--- START OF Document passage ---
The arts, culture and creative sectors have made a huge contribution to our society since the formation of the State.
Access to the arts, culture, and Ireland's rich heritage is vital to preserving our national identity and promoting Ireland's image abroad.
Promoting and valuing cultural and creative resources is a crucial part of positioning Ireland for the future.
And while the arts, creative industries and cultural tourism make a major contribution to our economy, the arts is about much more than that. I feel passionately about the individual importance of the arts, how self-expression through the arts can create a dialogue, and allow us to understand the world in a different way.
Learning from the past and looking towards the future, the arts, whether we know it or not, touches every aspect of our lives and, if allowed, can make a hugely positive impact on us as individuals and as a society.
Our National Cultural Institutions—the Museums, the Libraries, the Galleries, the Archives, the Theatre, the Concert Hall—are stakeholders in this process, as are the Arts Council, artists and the public. Through their collections, their staff and their contribution to knowledge, they are essential building blocks of the cultural identity and creativity of Ireland.
--- END OF Document passage ---
--- START OF Exercise inputs ---
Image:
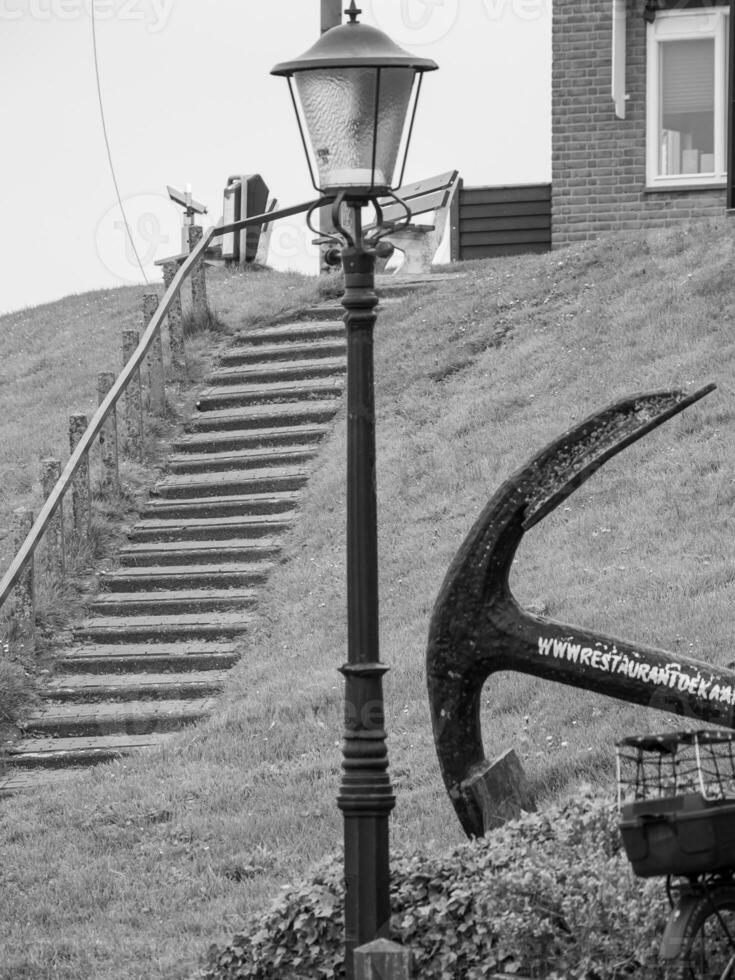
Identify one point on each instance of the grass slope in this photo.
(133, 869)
--- END OF Exercise inputs ---
--- START OF Exercise inputs ---
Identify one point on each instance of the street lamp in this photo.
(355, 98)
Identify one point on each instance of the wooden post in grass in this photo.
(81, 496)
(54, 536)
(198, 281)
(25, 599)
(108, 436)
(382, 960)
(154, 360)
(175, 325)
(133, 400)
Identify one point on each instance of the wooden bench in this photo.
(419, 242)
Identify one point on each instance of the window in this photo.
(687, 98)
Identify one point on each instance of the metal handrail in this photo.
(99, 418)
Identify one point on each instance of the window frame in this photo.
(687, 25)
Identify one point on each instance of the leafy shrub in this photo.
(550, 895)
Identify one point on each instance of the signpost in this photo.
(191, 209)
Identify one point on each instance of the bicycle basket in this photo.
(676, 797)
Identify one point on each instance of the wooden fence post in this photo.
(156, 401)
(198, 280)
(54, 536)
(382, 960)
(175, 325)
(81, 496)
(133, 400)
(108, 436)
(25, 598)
--- END OF Exercise inputs ---
--- START OF Exercise inputs ---
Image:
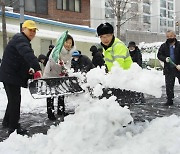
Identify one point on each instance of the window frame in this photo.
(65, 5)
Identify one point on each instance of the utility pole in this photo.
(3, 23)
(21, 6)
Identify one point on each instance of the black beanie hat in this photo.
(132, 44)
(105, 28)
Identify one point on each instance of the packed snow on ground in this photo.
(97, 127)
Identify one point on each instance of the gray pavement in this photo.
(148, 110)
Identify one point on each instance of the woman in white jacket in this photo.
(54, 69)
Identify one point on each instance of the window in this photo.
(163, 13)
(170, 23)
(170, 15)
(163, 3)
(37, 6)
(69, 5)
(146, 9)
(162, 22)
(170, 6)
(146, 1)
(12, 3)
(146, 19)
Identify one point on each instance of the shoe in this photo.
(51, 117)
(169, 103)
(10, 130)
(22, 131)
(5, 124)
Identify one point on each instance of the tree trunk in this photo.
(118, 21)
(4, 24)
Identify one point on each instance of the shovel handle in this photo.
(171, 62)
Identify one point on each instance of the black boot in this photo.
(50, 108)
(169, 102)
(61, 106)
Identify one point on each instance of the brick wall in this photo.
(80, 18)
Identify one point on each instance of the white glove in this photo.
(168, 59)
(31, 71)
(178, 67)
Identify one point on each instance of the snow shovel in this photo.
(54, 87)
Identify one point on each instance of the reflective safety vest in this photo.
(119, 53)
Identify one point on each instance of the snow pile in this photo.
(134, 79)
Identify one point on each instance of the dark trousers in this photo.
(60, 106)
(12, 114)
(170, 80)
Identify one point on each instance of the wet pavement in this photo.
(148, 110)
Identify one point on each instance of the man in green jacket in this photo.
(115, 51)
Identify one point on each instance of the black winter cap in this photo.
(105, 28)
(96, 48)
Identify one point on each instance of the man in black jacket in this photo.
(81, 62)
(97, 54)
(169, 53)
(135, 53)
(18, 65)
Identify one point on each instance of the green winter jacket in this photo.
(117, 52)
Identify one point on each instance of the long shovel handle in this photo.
--- END OF Exercise inputs ---
Exercise requirements
1. Put the lines of the listing, from the line with "Identify one point on each instance of the man in black" up to and including the line with "Identify one point on each instance of the long", into a JSON list of strings with one string per line and any blank lines omitted.
2. Write a continuation of the passage on Ireland's arts and culture.
The listing that comes after the passage on Ireland's arts and culture is unrelated to it.

Outputs by task
1.
[
  "Identify one point on each instance of the man in black jacket in this photo.",
  "(81, 62)",
  "(97, 54)",
  "(169, 53)",
  "(135, 53)",
  "(18, 65)",
  "Identify one point on each instance of the green winter jacket in this photo.",
  "(117, 52)",
  "Identify one point on each instance of the long shovel handle in this photo."
]

2.
My Department's Statement of Strategy in relation to culture and the arts is "To promote and develop Ireland's world-class artistic and creative strengths at home and abroad, maximising their societal, ......and reputational value for the country.”
Developing a cultural policy is essential in implementing these aims.
Last June, an agreement was reached to draft a National Cultural Policy—Culture 2025—which will set out the high-level aims and policies in the area of culture for the period up until 2025.
This is the first time in the history of the State that any Government has undertaken such an endeavour.
Culture 2025 will focus on a range of issues, including:
• what culture means to us in the 21st century;
• what can be done to embed culture at the heart of decision making and discourse in the public and private sector;
• policies for growth and expansion;
• international representation and collaboration;
• and the delivery of cultural services in the digital age; I would like to reassure the House that I am fully committed to the delivery of this country's first ever national cultural policy and I believe that culture should be at the centre of Government policy.
My department is currently finalising a draft discussion paper, I will be initiating a wide-scale consultation process to ensure all stakeholders and members of the public can make their views known.
I attended a Culture Summit in Edinburgh last August, when an eminent speaker said 'It's not the economy stupid, it's the culture genius.' I would also like to take the opportunity to mention the Arts in Education Charter, which is something I am very eager to progress.
Making the arts more accessible will be a cornerstone of my ministry.
Immersing our school students in the arts through a targeted strategy will benefit future generations and give our young people a greater understanding and appreciation for the arts as they progress to adulthood.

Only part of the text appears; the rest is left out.